YOUR TASK: Give back an exact copy of the lines below, from the first through the line with "Each instance of the sunflower head"; please stop there.

DATA FOR PROCESSING:
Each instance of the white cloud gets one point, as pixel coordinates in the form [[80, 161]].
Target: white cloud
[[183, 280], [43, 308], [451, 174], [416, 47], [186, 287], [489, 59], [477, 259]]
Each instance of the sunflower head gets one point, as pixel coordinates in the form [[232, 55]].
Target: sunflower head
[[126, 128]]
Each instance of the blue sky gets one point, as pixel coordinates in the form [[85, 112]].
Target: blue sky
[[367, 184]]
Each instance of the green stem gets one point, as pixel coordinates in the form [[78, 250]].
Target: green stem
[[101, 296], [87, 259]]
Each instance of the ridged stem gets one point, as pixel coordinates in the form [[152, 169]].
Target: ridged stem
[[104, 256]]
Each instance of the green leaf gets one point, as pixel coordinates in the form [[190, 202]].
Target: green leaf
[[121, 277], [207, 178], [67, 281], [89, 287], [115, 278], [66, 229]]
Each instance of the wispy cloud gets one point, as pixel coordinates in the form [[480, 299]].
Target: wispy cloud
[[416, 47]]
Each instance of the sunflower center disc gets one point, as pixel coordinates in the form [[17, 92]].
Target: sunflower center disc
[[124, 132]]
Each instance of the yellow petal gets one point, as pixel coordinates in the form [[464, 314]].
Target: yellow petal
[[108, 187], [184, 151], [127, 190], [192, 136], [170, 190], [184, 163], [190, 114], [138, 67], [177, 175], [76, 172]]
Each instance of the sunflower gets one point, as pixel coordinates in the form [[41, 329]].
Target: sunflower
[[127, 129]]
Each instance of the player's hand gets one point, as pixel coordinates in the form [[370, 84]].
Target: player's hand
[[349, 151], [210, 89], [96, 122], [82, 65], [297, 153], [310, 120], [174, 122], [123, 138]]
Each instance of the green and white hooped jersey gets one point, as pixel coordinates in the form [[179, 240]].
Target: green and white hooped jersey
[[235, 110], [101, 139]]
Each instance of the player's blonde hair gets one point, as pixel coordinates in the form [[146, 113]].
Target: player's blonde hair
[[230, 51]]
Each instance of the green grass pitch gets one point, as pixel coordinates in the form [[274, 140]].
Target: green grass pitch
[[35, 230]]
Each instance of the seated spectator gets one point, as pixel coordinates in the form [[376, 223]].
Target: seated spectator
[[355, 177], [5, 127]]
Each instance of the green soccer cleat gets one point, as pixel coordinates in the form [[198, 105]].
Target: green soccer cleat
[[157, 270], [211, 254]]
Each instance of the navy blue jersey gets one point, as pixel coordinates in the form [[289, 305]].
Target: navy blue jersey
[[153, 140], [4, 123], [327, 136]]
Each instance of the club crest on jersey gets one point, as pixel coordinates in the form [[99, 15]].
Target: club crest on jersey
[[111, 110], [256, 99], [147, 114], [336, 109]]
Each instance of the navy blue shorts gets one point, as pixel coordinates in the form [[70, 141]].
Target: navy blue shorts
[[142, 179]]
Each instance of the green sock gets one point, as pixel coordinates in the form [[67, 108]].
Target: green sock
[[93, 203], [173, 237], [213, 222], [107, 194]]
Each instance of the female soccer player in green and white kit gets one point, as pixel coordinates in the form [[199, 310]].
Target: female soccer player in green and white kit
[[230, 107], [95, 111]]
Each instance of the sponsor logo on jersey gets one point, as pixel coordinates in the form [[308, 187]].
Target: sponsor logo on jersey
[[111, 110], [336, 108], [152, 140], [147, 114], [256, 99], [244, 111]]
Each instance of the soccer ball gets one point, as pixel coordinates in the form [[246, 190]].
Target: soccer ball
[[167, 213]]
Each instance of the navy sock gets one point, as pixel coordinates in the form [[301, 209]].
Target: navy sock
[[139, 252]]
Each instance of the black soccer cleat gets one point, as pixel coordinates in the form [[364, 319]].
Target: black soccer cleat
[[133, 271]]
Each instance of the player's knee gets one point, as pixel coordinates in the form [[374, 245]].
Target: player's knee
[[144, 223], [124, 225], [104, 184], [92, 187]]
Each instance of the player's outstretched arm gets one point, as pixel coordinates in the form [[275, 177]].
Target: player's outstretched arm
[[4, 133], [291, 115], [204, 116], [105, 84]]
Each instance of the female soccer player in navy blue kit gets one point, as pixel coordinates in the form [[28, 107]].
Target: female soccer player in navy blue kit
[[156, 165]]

THE COMPLETED TASK:
Each instance of the white cloud gets one point, as pixel coordinates in the form [[80, 161]].
Target: white cloud
[[183, 280], [43, 308], [451, 174], [416, 47], [186, 287], [489, 59], [477, 259]]
Each instance of the sunflower head gets one point, as pixel coordinates in the form [[232, 55]].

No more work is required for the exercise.